Dataset records about object locations
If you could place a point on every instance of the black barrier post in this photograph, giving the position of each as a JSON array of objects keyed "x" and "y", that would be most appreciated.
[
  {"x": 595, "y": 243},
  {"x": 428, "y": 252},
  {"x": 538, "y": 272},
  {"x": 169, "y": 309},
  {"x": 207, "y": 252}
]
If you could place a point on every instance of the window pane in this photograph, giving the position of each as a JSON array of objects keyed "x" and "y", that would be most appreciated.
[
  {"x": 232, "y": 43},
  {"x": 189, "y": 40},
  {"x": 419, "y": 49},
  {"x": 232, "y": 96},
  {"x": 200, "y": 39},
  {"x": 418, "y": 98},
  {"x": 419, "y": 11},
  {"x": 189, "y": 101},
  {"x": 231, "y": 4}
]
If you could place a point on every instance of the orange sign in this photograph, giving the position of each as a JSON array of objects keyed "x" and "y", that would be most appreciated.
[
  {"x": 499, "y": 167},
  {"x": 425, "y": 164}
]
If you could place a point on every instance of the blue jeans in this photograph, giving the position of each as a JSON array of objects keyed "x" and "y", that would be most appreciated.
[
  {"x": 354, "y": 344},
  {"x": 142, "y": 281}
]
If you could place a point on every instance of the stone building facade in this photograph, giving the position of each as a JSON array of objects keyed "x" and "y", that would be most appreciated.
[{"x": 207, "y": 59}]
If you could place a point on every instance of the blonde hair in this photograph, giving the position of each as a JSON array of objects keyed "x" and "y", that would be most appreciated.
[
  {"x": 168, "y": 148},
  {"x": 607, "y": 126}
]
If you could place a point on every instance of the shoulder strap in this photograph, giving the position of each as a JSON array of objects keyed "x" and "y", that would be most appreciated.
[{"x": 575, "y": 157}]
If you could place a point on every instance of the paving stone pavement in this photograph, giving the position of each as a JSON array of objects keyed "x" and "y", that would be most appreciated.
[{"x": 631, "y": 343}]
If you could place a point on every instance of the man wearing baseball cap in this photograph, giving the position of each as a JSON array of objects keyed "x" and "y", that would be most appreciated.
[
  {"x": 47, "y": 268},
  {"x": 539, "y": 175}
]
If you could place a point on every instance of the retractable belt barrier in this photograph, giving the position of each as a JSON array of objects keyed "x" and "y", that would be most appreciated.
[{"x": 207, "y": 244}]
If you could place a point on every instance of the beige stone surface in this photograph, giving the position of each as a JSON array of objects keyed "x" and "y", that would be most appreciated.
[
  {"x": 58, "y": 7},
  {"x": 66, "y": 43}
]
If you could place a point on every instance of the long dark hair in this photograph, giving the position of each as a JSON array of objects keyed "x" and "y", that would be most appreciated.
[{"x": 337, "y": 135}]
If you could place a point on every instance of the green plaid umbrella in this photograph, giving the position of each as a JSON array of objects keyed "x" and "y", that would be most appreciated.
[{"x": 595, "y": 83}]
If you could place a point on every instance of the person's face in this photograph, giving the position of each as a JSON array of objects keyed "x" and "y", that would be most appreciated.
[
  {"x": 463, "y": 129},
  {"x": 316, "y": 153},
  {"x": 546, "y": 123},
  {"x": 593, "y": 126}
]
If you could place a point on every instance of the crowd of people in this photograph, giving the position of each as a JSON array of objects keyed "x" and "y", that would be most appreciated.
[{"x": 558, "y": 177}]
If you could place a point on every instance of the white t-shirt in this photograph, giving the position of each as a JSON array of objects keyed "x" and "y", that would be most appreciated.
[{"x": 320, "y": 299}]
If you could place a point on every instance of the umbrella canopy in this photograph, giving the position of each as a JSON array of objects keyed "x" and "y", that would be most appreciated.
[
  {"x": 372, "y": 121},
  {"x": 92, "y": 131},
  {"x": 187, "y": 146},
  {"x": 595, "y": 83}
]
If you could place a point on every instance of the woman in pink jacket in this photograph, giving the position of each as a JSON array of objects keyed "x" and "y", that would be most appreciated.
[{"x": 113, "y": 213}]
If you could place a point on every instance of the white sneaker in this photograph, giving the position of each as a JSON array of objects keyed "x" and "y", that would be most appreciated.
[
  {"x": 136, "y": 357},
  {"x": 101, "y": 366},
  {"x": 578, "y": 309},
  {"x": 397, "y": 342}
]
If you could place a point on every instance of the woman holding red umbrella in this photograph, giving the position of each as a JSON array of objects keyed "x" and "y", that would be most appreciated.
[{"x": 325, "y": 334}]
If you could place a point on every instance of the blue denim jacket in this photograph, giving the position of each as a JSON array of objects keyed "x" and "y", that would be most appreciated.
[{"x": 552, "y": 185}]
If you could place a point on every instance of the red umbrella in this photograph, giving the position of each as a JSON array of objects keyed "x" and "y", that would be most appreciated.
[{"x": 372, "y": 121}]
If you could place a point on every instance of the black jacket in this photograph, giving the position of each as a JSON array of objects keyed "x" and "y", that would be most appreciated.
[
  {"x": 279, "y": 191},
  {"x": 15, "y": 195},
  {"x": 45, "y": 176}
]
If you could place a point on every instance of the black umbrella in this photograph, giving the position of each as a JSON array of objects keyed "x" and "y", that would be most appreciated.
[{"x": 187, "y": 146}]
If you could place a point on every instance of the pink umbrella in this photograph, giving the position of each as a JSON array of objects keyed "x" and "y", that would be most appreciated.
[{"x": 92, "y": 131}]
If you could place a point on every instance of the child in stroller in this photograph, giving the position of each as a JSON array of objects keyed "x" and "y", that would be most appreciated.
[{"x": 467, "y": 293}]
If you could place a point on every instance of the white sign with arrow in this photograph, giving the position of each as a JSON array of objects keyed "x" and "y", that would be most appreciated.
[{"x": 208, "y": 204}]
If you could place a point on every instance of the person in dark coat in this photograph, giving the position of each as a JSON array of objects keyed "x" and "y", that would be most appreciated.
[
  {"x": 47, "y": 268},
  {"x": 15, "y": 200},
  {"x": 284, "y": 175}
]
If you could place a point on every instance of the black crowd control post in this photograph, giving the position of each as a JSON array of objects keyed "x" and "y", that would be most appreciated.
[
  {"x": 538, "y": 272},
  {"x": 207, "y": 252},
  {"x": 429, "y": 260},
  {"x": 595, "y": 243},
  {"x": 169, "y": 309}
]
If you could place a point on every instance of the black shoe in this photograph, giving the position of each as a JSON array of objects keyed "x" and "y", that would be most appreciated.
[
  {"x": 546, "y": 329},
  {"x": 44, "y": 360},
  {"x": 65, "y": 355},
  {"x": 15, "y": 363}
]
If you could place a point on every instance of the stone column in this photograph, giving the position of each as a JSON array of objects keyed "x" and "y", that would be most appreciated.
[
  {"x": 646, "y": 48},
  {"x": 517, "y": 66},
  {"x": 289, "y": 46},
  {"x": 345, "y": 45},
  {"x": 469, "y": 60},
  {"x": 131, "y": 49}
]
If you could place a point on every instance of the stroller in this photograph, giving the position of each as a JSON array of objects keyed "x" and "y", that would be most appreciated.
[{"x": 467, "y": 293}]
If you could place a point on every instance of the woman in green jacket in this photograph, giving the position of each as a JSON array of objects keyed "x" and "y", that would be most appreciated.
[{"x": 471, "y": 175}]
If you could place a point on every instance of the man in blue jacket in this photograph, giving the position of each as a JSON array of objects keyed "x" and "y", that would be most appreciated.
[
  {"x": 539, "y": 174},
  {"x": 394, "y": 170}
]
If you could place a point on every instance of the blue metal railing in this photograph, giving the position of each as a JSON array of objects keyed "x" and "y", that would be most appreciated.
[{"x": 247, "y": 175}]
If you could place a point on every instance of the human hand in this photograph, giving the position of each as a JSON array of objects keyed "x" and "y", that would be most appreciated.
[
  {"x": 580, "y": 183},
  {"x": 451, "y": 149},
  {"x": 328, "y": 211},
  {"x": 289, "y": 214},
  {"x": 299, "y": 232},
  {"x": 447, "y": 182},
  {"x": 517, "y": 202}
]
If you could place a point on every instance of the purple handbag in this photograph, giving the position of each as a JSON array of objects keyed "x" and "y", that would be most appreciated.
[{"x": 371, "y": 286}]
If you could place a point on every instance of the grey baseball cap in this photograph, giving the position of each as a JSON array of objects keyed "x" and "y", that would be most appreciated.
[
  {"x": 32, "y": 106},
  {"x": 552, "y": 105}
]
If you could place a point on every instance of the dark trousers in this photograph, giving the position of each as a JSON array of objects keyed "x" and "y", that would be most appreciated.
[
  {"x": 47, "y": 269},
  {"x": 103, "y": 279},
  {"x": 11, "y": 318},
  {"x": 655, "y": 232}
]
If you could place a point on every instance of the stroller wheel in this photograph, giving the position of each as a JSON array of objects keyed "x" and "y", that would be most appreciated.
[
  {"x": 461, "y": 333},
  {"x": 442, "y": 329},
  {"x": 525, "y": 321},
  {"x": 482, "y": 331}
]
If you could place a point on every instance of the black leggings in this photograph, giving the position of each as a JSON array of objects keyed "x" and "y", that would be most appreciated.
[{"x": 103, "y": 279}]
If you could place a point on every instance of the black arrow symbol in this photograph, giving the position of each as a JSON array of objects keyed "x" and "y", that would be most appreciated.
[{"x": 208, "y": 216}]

Set task
Quote, word for word, every line starting at the one that contains "of the purple" and ending with the final line of the entries.

Task answer
If you could place a point on every instance of the purple handbag in this photograph, giving the position of each as a JSON array of objects keyed "x" and "y", that would be most appreciated.
[{"x": 371, "y": 286}]
If you could place a point on every instance of the grey baseball cap in this photograph, giving the position of each as a JSON array of objects keyed "x" and "y", that would be most appreciated.
[
  {"x": 32, "y": 106},
  {"x": 552, "y": 105}
]
If you could place a point on every instance of the dark trousers in this photograph, giving the position of each as a JSON array of objects keyed "x" and "y", that would be most appreciated.
[
  {"x": 47, "y": 269},
  {"x": 103, "y": 279},
  {"x": 11, "y": 318},
  {"x": 655, "y": 232}
]
If you could place a point on every instance of the stroller wheel in this photograph, giving the position of each as a JSON array of objects keyed "x" and "y", that would be most appreciated.
[
  {"x": 461, "y": 333},
  {"x": 442, "y": 329},
  {"x": 525, "y": 321},
  {"x": 482, "y": 331}
]
If you could place a point on every instance of the black leggings in this photograph, giving the position of each as a JSON array of objects keyed "x" and "y", that would be most appreciated.
[{"x": 103, "y": 279}]
If you could place a point on every instance of the black arrow symbol in this photograph, giving the position of each as a JSON array of objects keyed "x" and "y", that would be most appreciated.
[{"x": 208, "y": 216}]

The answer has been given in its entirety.